INPUT DATA Block Start

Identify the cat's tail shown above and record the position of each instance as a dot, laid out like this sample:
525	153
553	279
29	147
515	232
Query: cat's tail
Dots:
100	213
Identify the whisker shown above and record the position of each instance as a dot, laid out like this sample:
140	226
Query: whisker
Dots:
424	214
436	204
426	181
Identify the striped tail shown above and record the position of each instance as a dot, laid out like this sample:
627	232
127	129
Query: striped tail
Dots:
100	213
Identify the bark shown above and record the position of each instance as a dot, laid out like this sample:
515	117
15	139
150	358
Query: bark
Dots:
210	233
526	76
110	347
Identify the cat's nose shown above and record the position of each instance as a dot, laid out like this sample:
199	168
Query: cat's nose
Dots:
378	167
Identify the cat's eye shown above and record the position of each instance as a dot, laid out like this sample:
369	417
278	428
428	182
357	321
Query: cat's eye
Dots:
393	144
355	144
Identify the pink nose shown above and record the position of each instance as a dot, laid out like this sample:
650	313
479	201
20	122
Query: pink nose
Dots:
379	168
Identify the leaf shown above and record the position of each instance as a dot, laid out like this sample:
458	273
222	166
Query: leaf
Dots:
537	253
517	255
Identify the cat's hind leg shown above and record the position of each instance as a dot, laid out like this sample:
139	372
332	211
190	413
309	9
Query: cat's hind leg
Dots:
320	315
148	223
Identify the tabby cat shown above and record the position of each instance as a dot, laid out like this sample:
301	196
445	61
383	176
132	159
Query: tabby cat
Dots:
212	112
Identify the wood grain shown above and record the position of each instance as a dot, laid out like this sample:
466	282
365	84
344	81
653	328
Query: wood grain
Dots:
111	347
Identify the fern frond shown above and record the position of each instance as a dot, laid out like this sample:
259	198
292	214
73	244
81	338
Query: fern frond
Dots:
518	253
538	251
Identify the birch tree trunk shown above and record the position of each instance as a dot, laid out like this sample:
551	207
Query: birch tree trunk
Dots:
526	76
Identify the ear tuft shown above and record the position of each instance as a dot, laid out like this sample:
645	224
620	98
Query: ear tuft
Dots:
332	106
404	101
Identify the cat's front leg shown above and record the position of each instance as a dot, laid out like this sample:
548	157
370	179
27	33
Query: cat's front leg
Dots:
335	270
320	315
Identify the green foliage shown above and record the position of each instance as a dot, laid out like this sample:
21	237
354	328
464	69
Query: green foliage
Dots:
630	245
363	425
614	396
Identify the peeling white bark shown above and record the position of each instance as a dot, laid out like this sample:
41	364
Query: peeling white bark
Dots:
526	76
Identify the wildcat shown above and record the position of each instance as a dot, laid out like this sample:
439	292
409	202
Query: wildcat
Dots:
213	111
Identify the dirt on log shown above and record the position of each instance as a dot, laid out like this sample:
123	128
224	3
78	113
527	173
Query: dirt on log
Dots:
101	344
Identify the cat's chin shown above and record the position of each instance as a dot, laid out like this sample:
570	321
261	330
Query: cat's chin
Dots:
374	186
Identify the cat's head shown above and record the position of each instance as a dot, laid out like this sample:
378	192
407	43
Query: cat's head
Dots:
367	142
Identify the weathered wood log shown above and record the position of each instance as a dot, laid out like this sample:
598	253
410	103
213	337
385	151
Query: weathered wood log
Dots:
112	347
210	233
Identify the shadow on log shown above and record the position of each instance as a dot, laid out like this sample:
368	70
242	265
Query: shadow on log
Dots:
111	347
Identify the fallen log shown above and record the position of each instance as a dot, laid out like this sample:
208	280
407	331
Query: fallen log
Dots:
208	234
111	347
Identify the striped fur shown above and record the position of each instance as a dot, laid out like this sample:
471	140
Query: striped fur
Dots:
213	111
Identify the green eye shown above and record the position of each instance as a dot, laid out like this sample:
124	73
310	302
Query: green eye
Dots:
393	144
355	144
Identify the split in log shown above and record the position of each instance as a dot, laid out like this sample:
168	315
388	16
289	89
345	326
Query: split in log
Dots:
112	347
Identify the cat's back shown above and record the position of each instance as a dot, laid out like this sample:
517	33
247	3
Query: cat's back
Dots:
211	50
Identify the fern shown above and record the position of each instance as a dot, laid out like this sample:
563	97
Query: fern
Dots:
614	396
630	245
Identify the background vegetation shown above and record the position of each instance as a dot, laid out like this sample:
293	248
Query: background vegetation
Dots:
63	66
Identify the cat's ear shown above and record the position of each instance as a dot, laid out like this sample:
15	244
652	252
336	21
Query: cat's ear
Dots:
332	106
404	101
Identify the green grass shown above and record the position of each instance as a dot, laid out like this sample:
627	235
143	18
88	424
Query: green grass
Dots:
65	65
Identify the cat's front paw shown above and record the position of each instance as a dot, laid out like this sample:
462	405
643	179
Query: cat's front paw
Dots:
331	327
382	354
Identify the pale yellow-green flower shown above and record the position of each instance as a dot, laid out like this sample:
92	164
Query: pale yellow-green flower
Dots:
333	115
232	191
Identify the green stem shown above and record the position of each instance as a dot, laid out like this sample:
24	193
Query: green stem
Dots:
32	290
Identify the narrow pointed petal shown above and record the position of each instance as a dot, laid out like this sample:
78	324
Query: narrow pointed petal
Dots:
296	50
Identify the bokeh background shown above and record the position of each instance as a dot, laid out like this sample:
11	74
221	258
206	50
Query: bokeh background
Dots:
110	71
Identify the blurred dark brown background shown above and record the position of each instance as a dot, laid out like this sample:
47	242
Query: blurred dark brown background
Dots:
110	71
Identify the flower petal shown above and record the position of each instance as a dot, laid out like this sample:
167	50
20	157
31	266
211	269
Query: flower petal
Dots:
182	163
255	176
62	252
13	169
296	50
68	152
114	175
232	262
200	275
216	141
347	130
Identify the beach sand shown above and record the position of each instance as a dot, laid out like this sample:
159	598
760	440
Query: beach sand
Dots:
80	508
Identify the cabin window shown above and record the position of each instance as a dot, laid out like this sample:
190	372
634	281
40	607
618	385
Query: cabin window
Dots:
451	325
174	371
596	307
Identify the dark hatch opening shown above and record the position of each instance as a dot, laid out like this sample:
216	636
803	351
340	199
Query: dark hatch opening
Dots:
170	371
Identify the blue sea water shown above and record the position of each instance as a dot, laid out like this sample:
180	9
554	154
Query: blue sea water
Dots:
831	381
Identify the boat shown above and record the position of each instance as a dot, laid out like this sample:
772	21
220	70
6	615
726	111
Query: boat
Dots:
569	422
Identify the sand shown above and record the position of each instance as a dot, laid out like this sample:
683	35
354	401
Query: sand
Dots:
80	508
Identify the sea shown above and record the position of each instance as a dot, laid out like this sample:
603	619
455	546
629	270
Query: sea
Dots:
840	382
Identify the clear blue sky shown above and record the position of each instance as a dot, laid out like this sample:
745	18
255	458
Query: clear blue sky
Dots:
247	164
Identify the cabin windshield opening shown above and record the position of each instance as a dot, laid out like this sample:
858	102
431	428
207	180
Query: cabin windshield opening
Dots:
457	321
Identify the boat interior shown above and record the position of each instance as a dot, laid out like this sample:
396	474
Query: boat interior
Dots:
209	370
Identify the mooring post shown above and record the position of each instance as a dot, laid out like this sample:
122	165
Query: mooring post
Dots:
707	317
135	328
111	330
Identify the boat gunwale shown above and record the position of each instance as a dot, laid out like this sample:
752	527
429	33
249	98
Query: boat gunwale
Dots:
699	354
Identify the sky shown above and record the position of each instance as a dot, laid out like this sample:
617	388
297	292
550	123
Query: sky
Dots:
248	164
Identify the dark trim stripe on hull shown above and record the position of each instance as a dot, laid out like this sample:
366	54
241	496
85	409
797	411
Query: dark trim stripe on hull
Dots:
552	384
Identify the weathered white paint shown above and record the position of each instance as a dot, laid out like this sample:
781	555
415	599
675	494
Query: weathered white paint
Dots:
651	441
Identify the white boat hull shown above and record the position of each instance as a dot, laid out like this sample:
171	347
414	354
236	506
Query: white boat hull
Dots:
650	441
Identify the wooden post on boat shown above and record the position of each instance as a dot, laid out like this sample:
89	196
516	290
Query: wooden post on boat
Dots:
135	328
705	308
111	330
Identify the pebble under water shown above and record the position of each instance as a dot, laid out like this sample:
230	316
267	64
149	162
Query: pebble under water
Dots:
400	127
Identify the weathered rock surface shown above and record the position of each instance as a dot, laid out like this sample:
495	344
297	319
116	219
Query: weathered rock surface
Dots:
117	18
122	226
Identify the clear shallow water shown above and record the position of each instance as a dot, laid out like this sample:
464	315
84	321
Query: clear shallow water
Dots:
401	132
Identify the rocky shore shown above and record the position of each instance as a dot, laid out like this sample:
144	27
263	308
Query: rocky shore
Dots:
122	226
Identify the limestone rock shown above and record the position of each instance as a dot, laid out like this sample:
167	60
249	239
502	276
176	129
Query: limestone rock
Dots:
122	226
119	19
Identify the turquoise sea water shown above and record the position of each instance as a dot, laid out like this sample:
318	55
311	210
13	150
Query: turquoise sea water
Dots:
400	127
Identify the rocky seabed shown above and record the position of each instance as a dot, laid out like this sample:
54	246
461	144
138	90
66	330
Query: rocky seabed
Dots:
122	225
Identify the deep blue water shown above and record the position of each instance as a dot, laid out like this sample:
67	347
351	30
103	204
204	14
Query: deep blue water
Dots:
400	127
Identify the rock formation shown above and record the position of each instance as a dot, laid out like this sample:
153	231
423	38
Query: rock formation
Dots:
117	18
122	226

INPUT DATA Block End

** DESCRIPTION OF THE TASK **
Would you please filter the lines above and copy every one that includes "seabed"?

** SOLVED PROBLEM **
Identify the rocky seabed shown above and record the position of each instance as a dot, laid out like this sample:
Query: rocky seabed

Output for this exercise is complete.